Direction 1:
From the bitops patch below, set down the passage starting at "For x86_64, the" and ending at "a single instruction.", word for word.

====== Passage provided

[v5] x86/asm/bitops: optimize ff{s,z} functions for constant expressions

[PATCH v5 2/2] x86/asm/bitops: __ffs,ffz: use __builtin_ctzl to evaluate constant expressions

Posted by Vincent Mailhol 3 years, 8 months ago

__ffs(x) is equivalent to (unsigned long)__builtin_ctzl(x) and ffz(x)
is equivalent to (unsigned long)__builtin_ctzl(~x). Because
__builting_ctzl() returns an int, a cast to (unsigned long) is
necessary to avoid potential warnings on implicit casts.

For x86_64, the current __ffs() and ffz() implementations do not
produce optimized code when called with a constant expression. On the
contrary, the __builtin_ctzl() folds into a single instruction.

However, for non constant expressions, the __ffs() and ffz() asm
versions of the kernel remains slightly better than the code produced
by GCC (it produces a useless instruction to clear eax).

Use __builtin_constant_p() to select between the kernel's
__ffs()/ffz() and the __builtin_ctzl() depending on whether the
argument is constant or not.

** Statistics **

On a allyesconfig, before...:

  $ objdump -d vmlinux.o | grep tzcnt | wc -l
  3607

...and after:

  $ objdump -d vmlinux.o | grep tzcnt | wc -l
  2600

So, roughly 27.9% of the calls to either __ffs() or ffz() were using
constant expressions and could be optimized out.

(tests done on linux v5.18-rc5 x86_64 using GCC 11.2.1)

Note: on x86_64, the asm bsf instruction produces tzcnt when used with
the ret prefix (which explain the use of `grep tzcnt' instead of `grep
bsf' in above benchmark). c.f. [1]

[1] commit e26a44a2d618 ("x86: Use REP BSF unconditionally")

============
====== Data section

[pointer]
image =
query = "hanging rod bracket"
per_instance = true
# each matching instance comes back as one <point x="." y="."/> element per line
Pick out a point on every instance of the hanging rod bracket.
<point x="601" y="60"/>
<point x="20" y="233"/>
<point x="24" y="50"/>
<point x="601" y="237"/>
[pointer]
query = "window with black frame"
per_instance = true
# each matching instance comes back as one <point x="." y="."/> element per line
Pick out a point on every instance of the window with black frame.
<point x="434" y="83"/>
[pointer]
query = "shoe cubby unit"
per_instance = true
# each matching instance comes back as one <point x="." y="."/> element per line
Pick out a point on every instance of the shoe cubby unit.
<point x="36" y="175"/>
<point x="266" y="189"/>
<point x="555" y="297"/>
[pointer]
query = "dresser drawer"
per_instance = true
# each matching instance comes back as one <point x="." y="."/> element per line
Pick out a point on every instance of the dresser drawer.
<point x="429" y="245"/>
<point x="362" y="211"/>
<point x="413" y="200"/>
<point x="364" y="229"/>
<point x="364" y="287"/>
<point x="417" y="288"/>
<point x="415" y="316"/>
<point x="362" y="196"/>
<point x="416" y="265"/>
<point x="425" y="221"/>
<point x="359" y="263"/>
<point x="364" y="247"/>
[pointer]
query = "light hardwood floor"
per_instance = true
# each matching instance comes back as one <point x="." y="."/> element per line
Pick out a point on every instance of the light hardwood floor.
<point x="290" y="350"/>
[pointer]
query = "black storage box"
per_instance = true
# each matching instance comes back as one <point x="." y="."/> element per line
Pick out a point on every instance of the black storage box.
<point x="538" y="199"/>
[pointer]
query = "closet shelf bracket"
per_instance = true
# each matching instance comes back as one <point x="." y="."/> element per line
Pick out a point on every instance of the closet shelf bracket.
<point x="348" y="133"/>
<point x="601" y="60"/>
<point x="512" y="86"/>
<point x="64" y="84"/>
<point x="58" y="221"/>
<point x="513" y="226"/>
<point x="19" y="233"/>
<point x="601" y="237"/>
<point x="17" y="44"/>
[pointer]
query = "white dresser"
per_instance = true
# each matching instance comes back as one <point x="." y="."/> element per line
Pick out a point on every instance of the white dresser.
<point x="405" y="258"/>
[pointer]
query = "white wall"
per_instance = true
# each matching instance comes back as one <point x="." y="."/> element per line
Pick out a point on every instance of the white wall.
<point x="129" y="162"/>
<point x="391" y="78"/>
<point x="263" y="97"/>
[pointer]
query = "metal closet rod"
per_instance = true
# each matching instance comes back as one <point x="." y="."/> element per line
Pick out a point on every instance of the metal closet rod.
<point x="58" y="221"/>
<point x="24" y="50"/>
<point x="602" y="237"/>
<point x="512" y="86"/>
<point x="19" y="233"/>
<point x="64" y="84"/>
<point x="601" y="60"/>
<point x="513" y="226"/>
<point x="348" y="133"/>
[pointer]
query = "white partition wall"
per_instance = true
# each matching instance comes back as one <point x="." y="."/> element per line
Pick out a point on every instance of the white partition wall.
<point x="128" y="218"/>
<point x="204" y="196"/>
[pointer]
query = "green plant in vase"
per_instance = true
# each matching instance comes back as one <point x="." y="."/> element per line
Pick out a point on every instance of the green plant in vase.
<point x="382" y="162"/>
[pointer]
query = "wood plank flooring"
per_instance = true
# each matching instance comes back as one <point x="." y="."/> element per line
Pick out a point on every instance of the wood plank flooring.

============

Direction 2:
Select each line of the entries above that contains the string "frame" and copy those lines out.

Complete response 1:
For x86_64, the current __ffs() and ffz() implementations do not
produce optimized code when called with a constant expression. On the
contrary, the __builtin_ctzl() folds into a single instruction.

Complete response 2:
query = "window with black frame"
Pick out a point on every instance of the window with black frame.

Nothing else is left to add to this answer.